▶ Your task:
Show each line in the listing below that contains the string "blurred". Case counts.

==============================

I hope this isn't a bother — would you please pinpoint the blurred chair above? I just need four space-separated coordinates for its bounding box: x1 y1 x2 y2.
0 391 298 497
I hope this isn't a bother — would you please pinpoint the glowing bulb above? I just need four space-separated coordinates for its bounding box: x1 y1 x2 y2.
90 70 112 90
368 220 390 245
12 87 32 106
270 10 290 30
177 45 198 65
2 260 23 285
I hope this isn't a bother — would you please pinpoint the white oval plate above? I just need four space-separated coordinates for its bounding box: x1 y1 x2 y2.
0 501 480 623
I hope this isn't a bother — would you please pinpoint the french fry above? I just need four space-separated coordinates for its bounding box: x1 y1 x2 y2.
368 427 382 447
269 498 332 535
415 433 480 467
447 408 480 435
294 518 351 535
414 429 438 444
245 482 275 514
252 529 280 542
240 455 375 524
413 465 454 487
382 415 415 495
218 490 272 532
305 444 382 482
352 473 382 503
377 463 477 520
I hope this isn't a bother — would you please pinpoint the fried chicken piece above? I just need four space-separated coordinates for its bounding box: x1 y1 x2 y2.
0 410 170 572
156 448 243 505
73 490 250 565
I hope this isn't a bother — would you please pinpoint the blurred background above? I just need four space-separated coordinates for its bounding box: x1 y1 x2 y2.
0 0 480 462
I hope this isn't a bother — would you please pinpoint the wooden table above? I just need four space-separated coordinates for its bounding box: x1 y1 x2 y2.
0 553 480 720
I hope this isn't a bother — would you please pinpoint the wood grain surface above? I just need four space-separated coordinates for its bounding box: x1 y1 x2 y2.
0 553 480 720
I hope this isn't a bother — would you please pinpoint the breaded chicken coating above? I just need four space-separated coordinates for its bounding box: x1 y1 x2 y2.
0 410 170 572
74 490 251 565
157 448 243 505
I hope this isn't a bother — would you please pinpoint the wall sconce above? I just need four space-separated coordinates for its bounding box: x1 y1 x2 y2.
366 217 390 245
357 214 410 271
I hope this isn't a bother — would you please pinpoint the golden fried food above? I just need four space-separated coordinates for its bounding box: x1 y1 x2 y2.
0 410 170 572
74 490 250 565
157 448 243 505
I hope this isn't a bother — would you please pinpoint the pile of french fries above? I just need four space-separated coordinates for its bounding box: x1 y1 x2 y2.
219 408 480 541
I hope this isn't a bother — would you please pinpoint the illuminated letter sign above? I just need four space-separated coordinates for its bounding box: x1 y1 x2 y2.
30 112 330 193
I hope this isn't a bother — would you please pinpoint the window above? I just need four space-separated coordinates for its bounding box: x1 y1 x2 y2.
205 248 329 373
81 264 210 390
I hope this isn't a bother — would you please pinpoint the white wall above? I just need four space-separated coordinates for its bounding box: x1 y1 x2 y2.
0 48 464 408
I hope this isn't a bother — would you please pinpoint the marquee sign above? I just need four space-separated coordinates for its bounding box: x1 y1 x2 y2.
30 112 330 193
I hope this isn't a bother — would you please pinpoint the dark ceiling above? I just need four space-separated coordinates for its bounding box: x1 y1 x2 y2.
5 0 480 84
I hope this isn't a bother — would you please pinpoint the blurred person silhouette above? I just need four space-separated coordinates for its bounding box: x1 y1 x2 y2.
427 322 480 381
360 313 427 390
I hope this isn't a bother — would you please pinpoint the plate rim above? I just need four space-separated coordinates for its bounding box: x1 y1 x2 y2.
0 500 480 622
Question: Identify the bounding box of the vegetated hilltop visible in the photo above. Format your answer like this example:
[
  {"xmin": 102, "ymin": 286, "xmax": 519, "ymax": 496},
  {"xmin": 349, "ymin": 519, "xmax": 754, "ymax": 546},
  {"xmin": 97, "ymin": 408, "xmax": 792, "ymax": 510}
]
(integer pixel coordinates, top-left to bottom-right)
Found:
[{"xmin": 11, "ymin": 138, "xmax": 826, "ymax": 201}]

==============================

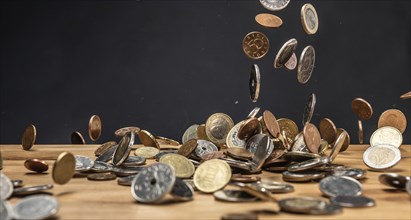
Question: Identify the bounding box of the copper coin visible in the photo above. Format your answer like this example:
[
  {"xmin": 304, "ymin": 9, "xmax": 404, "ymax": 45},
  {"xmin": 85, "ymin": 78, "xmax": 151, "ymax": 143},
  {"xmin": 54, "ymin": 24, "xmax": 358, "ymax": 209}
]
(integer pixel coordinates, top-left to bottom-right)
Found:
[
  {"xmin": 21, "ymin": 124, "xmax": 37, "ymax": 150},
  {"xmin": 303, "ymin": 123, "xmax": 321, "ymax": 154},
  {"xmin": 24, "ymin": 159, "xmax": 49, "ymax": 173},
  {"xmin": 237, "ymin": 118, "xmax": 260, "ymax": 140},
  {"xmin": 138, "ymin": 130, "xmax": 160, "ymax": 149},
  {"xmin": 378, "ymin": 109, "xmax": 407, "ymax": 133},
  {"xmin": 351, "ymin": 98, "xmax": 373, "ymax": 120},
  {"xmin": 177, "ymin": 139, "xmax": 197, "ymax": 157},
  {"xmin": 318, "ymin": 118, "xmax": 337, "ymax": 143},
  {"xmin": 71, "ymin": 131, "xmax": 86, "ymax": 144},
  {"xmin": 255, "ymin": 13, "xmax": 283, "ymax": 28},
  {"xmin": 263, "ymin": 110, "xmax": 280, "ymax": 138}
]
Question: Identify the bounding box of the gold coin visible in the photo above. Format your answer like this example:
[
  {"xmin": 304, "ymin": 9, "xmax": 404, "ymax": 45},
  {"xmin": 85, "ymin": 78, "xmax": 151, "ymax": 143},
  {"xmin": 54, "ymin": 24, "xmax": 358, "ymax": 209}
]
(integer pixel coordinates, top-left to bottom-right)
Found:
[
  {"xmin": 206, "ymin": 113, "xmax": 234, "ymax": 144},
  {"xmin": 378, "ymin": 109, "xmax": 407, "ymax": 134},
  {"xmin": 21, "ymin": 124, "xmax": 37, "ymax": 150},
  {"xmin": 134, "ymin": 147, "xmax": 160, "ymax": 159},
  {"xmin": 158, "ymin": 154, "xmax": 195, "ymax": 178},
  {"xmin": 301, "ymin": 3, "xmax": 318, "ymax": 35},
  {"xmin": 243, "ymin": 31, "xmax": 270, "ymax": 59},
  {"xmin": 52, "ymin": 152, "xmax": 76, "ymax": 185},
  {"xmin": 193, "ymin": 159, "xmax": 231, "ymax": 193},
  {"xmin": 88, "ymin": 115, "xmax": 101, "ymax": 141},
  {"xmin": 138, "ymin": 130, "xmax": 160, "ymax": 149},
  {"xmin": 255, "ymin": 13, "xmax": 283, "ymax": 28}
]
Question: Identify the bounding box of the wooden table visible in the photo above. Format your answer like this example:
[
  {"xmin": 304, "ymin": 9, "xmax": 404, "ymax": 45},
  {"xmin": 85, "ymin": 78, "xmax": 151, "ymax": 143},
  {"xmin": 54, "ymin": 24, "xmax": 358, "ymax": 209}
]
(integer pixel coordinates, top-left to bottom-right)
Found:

==============================

▶ Finished task:
I hope this isn't a bother — would you please pinpoint the blurred chair above? I just need four space-separated coordinates for its bounding box: x1 y1 x2 y2.
I hope this isn't a bother — would you please pinpoint the blurred background above? I just need four space-separated coordinates for its bounding box: x1 y1 x2 y2.
I hope this isn't a bother — would you please pinpoint the blurred person silhouette above? I just need four space-separated coordinates for its bounding box: x1 y1 x2 y2.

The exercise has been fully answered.